Trecho de origem

☆ ☆ ☆ ☆ ☆

Apoiadores da reeleição de Jair Bolsonaro continuam a enganar sobre suposta ameaça do PT às igrejas
* Com colaboração de Heloísa Carvalho e Luis Henrique Vieira
Perfis de mídias sociais em campanha pela reeleição do presidente Jair Bolsonaro (PL) atuam para garantir apoio do segmento cristão evangélico por meio de desinformação baseada em terrorismo verbal (busca de convencimento com imposição do pânico). Um dos temas mais fortes neste sentido nas eleições de 2022 é a ideia de que o Partido dos Trabalhadores (PT), que está à frente nas pesquisas com a candidatura do ex-presidente Luiz Inácio Lula da Silva, e as esquerdas em geral, ameaçam a existência das igrejas no Brasil. Em várias postagens se propaga que, caso vençam, Lula, o PT, as esquerdas, vão silenciar os cristãos e fechar as igrejas.
A mais recente postagem mostra o vídeo de uma marcha na qual manifestantes gritam “Igreja fascista tu tá na nossa lista”. Ao vídeo foi adicionado o título “Passeata do PT ameaça igrejas”. Legendas usam do pânico para convencer: “Olha o absurdo que nos espera se, acontecer o inesperado” e “‘Nicaraguar’ o Brasil não é uma opção” (esta última, em referência à perseguição que o atual governo da Nicarágua tem imposto a lideranças da Igreja Católica no país que lhe tem feito críticas).
Origem do vídeo
Bereia checou que este vídeo já havia sido utilizado por apoiadores de Jair Bolsonaro na campanha eleitoral de 2018. Ele foi publicado no Facebook, em 15 outubro de 2018, pelo pastor da Igreja da Trindade Franklin Ferreira, em postagem contra esquerdas e pastores progressistas. No conteúdo, o pastor critica a disseminação de ódio contida na frase gritada por manifestantes em marcha, diante da Catedral da Fé da Igreja Universal do Reino de Deus (IURD), em Porto Alegre (RS).

☆ ☆ ☆ ☆ ☆

Objetivo declarado A
Cite na íntegra o texto sobre a suposta ameaça do PT às igrejas.
O texto e os registros têm origens distintas.

☆ ☆ ☆ ☆ ☆

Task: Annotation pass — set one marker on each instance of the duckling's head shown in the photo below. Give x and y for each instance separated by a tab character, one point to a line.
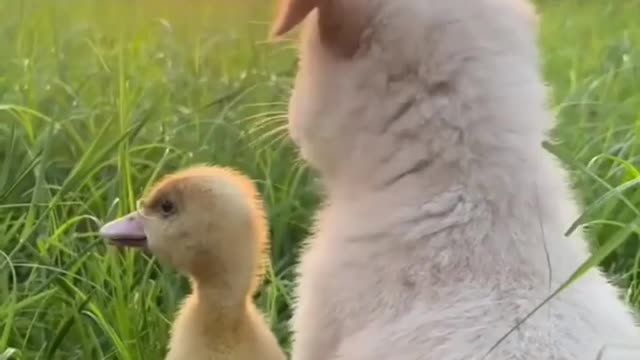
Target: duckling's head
207	222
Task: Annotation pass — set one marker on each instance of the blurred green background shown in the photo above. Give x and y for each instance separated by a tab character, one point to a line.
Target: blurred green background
100	98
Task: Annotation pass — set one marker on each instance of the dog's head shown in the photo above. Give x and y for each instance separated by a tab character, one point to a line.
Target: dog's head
382	83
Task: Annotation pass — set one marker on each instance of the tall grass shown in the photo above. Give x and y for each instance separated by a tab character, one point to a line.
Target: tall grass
100	98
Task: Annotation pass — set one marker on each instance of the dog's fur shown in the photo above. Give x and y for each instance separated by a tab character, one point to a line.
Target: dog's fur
444	218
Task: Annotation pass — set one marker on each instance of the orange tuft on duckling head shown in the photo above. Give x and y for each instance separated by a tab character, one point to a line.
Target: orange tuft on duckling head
208	223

☆ ☆ ☆ ☆ ☆

Objetivo declarado B
Reescreva apenas o trecho dos registros que vai da linha com "of the tall" até o fim dos registros, com as duas pontas incluídas, substituindo "marker" por "dot" e mantendo todo o resto inalterado.

Resposta correta A
Apoiadores da reeleição de Jair Bolsonaro continuam a enganar sobre suposta ameaça do PT às igrejas
* Com colaboração de Heloísa Carvalho e Luis Henrique Vieira
Perfis de mídias sociais em campanha pela reeleição do presidente Jair Bolsonaro (PL) atuam para garantir apoio do segmento cristão evangélico por meio de desinformação baseada em terrorismo verbal (busca de convencimento com imposição do pânico). Um dos temas mais fortes neste sentido nas eleições de 2022 é a ideia de que o Partido dos Trabalhadores (PT), que está à frente nas pesquisas com a candidatura do ex-presidente Luiz Inácio Lula da Silva, e as esquerdas em geral, ameaçam a existência das igrejas no Brasil. Em várias postagens se propaga que, caso vençam, Lula, o PT, as esquerdas, vão silenciar os cristãos e fechar as igrejas.
A mais recente postagem mostra o vídeo de uma marcha na qual manifestantes gritam “Igreja fascista tu tá na nossa lista”. Ao vídeo foi adicionado o título “Passeata do PT ameaça igrejas”. Legendas usam do pânico para convencer: “Olha o absurdo que nos espera se, acontecer o inesperado” e “‘Nicaraguar’ o Brasil não é uma opção” (esta última, em referência à perseguição que o atual governo da Nicarágua tem imposto a lideranças da Igreja Católica no país que lhe tem feito críticas).
Origem do vídeo
Bereia checou que este vídeo já havia sido utilizado por apoiadores de Jair Bolsonaro na campanha eleitoral de 2018. Ele foi publicado no Facebook, em 15 outubro de 2018, pelo pastor da Igreja da Trindade Franklin Ferreira, em postagem contra esquerdas e pastores progressistas. No conteúdo, o pastor critica a disseminação de ódio contida na frase gritada por manifestantes em marcha, diante da Catedral da Fé da Igreja Universal do Reino de Deus (IURD), em Porto Alegre (RS).

Resposta correta B
Task: Annotation pass — set one dot on each instance of the tall grass shown in the photo above. Give x and y for each instance separated by a tab character, one point to a line.
Target: tall grass
100	98
Task: Annotation pass — set one dot on each instance of the dog's fur shown in the photo above. Give x and y for each instance separated by a tab character, one point to a line.
Target: dog's fur
444	218
Task: Annotation pass — set one dot on each instance of the orange tuft on duckling head shown in the photo above. Give x and y for each instance separated by a tab character, one point to a line.
Target: orange tuft on duckling head
208	223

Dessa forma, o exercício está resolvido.